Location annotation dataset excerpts
◆ ◆ ◆

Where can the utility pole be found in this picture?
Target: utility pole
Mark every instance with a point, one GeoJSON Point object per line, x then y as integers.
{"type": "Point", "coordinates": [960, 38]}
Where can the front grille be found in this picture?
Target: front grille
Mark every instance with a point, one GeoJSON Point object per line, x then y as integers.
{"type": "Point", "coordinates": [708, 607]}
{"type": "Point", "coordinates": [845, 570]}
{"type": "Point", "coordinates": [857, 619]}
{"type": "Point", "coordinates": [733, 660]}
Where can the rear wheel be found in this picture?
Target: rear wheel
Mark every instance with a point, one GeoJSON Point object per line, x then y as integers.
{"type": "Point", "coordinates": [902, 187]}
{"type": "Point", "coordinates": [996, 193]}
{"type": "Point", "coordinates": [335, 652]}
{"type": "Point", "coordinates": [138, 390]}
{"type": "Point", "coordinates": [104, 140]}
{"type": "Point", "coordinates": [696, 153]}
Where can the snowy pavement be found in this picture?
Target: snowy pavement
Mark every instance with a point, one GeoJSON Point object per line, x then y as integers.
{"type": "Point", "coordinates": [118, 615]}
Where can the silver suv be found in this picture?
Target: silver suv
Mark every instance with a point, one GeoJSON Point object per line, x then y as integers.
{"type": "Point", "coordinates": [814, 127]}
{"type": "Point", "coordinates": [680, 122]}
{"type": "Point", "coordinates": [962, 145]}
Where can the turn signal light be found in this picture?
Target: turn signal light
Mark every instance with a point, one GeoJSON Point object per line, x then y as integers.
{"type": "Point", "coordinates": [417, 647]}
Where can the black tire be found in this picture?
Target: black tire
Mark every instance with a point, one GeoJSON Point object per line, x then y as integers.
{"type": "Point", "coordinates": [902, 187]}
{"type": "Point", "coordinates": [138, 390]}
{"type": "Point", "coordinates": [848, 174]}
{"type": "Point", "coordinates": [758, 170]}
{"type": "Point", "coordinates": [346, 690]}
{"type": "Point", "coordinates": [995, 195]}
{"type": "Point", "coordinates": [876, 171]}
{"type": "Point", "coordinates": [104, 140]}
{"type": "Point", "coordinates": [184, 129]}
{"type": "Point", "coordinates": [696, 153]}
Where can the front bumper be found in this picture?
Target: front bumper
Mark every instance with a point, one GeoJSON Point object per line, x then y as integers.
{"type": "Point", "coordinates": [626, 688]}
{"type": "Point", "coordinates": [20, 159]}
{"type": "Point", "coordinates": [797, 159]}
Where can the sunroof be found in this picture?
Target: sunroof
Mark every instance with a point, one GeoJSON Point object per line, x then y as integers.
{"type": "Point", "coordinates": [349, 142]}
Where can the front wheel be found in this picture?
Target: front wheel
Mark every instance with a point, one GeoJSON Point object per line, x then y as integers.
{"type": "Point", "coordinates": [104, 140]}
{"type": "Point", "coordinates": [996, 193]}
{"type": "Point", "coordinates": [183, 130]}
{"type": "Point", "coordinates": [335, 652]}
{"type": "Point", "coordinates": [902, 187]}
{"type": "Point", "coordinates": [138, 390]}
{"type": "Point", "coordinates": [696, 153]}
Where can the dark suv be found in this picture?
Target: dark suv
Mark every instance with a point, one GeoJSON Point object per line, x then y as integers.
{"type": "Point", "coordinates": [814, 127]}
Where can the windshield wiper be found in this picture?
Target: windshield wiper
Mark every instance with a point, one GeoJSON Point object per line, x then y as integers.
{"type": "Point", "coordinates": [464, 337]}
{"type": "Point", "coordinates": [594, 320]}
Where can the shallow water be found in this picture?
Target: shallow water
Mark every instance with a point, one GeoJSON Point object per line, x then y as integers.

◆ ◆ ◆

● REQUIREMENT
Beginning with the line that contains "Where can the dark", quote each line exactly through the last line of the entries above, and nothing beyond them.

● RESULT FOR THIS TASK
Where can the dark suv be found in this picture?
Target: dark suv
Mark every instance with a point, one GeoJSON Point object per line, x then y as integers.
{"type": "Point", "coordinates": [814, 127]}
Where can the windshield wiper be found in this picture?
Target: windshield wiper
Mark every instance with a point, one GeoJSON Point object per line, x then y as integers.
{"type": "Point", "coordinates": [464, 337]}
{"type": "Point", "coordinates": [594, 320]}
Where can the shallow water be found in this picture?
Target: shallow water
Mark every instance with a point, one GeoJSON Point object per line, x then y as integers.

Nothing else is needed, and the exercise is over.